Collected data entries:
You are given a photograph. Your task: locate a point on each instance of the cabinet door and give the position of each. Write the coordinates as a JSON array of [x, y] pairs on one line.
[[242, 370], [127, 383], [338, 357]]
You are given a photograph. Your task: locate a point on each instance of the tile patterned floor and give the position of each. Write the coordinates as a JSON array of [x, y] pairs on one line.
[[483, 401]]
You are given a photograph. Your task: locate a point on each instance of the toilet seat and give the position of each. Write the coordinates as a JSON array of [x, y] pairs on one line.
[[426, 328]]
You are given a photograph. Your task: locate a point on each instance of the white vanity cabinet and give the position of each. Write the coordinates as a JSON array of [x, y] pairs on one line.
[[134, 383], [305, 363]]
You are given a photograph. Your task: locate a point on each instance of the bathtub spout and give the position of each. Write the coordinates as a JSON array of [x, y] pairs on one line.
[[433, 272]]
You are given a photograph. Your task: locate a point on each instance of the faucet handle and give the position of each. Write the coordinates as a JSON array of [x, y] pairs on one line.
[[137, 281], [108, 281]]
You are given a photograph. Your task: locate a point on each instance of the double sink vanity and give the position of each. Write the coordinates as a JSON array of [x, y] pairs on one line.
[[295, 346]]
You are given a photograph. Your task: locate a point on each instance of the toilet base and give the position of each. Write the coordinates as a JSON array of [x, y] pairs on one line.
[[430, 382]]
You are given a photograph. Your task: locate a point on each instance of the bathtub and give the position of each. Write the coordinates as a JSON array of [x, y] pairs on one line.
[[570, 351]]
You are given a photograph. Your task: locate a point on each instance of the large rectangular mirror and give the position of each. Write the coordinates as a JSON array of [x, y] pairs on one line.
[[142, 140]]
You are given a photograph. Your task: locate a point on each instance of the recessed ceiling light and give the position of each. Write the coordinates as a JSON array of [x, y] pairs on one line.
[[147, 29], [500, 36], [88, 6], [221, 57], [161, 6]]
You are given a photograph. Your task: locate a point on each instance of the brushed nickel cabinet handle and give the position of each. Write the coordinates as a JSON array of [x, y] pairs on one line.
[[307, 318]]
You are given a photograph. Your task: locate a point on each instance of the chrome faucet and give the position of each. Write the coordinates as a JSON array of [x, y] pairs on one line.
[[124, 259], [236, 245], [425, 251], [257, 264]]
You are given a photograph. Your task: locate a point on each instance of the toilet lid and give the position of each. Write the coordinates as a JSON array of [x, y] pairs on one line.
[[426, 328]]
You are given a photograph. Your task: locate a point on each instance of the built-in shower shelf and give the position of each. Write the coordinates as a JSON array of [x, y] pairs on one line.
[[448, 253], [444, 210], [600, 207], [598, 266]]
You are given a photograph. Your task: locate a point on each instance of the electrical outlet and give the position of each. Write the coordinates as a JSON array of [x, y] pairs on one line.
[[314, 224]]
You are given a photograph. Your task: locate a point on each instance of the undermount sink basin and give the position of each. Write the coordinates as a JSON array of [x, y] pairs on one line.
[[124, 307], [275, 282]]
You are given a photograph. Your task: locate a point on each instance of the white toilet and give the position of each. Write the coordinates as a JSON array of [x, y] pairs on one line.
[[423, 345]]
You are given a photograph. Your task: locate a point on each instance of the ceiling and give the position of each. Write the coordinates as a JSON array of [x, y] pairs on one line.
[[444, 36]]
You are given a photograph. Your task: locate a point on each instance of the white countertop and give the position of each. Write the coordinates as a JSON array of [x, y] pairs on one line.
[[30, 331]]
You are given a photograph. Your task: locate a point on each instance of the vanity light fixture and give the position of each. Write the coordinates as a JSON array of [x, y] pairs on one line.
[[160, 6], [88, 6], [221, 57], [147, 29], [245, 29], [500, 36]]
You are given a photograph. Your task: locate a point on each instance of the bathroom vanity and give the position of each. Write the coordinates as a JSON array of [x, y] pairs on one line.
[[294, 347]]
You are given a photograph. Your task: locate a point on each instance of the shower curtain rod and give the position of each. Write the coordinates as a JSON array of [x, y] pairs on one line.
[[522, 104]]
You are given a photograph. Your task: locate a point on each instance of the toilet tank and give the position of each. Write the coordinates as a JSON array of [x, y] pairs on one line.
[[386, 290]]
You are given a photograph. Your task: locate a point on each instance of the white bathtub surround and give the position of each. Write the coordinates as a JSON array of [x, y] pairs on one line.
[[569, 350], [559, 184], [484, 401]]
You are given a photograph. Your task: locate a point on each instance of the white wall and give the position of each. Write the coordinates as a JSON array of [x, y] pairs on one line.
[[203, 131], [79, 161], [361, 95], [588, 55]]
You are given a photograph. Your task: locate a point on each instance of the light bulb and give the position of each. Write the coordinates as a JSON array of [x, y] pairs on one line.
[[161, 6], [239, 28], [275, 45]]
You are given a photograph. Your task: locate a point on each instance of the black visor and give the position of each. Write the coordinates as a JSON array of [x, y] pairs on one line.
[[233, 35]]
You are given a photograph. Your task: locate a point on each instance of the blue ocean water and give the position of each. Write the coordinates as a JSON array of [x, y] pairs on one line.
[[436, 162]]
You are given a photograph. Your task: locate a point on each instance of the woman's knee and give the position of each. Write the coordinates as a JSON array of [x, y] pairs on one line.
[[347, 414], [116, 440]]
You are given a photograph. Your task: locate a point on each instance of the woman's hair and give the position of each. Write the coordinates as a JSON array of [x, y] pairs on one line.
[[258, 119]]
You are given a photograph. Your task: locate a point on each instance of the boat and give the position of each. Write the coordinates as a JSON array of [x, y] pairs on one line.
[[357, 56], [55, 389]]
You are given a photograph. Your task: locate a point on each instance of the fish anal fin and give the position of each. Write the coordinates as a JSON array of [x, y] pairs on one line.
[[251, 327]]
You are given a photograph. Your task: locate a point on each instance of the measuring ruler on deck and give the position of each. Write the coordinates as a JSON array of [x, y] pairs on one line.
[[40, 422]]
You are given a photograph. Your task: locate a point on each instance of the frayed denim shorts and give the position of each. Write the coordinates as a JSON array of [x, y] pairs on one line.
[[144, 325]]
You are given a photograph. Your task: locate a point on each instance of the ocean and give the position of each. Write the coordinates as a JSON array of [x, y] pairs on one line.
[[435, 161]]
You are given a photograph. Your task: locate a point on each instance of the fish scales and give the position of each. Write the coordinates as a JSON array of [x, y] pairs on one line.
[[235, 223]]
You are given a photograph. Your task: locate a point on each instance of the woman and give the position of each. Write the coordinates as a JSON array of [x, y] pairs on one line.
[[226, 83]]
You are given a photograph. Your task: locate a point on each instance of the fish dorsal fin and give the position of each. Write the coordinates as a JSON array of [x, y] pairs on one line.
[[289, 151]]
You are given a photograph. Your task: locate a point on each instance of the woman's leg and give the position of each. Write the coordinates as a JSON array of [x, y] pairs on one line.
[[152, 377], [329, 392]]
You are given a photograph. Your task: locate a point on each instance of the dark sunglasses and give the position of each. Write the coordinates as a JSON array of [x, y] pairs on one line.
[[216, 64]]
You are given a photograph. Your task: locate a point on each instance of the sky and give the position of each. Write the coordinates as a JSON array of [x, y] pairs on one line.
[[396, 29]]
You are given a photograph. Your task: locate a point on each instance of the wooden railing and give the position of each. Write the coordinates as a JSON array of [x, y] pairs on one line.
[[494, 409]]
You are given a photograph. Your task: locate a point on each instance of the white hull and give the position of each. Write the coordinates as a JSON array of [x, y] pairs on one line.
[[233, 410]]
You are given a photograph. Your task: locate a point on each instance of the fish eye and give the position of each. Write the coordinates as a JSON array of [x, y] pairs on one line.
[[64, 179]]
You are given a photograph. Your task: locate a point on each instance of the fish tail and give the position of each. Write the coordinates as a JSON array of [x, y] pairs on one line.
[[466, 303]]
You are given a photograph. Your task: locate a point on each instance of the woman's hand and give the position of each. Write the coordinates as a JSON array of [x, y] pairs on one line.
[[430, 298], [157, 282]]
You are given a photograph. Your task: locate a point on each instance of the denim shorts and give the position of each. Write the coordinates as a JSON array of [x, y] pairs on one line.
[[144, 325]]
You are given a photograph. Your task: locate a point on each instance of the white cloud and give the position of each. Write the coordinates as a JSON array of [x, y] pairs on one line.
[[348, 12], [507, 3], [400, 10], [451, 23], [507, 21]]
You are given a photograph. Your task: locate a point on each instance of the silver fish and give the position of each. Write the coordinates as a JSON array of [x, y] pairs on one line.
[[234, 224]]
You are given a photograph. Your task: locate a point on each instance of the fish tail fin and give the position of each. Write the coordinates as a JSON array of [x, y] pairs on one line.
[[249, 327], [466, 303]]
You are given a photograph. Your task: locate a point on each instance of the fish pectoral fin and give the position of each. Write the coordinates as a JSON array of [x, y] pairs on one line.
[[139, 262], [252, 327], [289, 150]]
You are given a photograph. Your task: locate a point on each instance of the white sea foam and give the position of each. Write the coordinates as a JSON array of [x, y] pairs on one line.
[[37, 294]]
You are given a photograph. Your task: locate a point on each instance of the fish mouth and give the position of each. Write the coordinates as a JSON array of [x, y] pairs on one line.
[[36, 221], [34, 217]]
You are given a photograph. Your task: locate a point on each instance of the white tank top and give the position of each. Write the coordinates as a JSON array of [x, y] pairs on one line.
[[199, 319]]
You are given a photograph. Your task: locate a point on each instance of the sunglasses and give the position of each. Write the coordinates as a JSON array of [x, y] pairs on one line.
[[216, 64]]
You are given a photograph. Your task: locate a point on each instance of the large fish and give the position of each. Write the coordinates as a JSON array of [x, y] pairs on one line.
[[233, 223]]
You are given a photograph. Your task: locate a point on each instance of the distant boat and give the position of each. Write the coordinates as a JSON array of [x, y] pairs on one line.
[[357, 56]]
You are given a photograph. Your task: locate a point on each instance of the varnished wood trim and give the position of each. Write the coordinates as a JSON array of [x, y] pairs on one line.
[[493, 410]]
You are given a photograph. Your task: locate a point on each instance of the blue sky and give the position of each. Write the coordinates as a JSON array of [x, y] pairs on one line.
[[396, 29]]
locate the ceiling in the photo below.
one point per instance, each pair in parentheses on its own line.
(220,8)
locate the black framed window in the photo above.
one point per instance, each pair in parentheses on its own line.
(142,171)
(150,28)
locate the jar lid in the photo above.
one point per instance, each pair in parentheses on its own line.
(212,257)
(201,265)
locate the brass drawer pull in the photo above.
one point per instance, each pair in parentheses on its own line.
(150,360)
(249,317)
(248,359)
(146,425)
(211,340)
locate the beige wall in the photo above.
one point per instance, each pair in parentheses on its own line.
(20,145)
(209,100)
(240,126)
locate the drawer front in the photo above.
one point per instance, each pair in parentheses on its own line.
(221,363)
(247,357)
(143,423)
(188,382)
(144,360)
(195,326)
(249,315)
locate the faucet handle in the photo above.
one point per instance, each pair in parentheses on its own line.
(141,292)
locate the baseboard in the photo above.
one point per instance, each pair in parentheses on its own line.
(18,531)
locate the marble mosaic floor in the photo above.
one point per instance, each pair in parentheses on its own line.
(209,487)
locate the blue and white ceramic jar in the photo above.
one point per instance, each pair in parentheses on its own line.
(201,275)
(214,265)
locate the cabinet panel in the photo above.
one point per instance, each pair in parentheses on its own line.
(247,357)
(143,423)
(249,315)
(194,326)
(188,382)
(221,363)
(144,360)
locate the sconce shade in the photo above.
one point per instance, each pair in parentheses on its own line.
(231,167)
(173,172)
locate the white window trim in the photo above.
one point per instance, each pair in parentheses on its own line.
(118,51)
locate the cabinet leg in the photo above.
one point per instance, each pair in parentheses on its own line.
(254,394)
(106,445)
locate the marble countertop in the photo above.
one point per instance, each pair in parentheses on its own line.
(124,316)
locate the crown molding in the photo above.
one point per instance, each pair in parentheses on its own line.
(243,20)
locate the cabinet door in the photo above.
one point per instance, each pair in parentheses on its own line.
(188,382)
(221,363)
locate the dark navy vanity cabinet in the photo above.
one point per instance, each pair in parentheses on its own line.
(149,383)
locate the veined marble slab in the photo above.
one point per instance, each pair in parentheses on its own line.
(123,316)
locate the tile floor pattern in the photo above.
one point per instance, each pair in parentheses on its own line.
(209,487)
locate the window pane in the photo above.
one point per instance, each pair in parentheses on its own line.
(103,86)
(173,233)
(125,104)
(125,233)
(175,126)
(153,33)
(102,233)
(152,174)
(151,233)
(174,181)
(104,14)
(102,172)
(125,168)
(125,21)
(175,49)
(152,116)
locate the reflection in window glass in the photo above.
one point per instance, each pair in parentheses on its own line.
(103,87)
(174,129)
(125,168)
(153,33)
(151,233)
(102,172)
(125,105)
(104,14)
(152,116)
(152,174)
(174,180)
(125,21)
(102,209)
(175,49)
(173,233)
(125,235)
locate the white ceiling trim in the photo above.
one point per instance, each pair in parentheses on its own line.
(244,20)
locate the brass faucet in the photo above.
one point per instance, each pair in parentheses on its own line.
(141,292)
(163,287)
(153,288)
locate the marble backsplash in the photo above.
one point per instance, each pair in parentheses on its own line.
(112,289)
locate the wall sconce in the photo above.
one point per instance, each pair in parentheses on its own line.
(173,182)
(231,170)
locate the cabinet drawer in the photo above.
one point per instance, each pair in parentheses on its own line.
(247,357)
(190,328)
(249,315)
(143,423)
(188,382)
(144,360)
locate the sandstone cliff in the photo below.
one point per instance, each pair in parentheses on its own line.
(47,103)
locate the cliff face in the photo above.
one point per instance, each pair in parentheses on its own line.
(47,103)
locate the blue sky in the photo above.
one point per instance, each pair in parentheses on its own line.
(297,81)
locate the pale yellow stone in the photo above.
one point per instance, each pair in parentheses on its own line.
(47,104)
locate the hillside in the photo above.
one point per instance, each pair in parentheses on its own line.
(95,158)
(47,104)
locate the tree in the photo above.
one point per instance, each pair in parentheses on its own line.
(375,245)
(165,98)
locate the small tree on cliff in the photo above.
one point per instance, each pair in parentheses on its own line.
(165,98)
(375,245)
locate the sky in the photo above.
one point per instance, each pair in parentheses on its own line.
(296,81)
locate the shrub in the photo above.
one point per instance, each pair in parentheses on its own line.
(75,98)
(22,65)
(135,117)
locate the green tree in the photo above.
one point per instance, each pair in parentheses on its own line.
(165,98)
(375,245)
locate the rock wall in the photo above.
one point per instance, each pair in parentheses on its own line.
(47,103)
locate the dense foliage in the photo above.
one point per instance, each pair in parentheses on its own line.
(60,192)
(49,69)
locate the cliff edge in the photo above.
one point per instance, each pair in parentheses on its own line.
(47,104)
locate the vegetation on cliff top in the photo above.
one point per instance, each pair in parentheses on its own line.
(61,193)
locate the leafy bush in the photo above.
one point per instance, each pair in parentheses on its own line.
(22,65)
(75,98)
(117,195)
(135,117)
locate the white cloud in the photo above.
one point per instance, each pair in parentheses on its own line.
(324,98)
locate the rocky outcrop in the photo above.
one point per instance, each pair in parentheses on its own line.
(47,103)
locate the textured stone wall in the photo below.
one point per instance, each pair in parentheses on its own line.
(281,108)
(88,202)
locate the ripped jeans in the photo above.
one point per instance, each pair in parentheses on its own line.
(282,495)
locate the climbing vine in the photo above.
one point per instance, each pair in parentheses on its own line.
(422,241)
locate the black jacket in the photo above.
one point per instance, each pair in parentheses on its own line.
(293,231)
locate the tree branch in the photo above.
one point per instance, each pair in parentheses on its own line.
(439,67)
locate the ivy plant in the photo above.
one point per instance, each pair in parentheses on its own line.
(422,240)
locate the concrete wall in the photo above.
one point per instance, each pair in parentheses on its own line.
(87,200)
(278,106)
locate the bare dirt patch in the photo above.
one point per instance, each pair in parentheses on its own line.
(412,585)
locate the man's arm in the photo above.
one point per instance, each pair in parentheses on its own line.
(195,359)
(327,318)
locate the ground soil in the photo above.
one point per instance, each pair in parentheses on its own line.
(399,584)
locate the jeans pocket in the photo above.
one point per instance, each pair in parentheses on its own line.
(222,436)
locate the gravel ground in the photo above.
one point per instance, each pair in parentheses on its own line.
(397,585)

Required work: In the entries above, identify each line that includes the string "window", then copy it.

Task output:
locate the black framed window in the photo above.
locate the white window trim in the photo above.
locate the window pane in the photo above.
locate the reflection in window glass in the photo above.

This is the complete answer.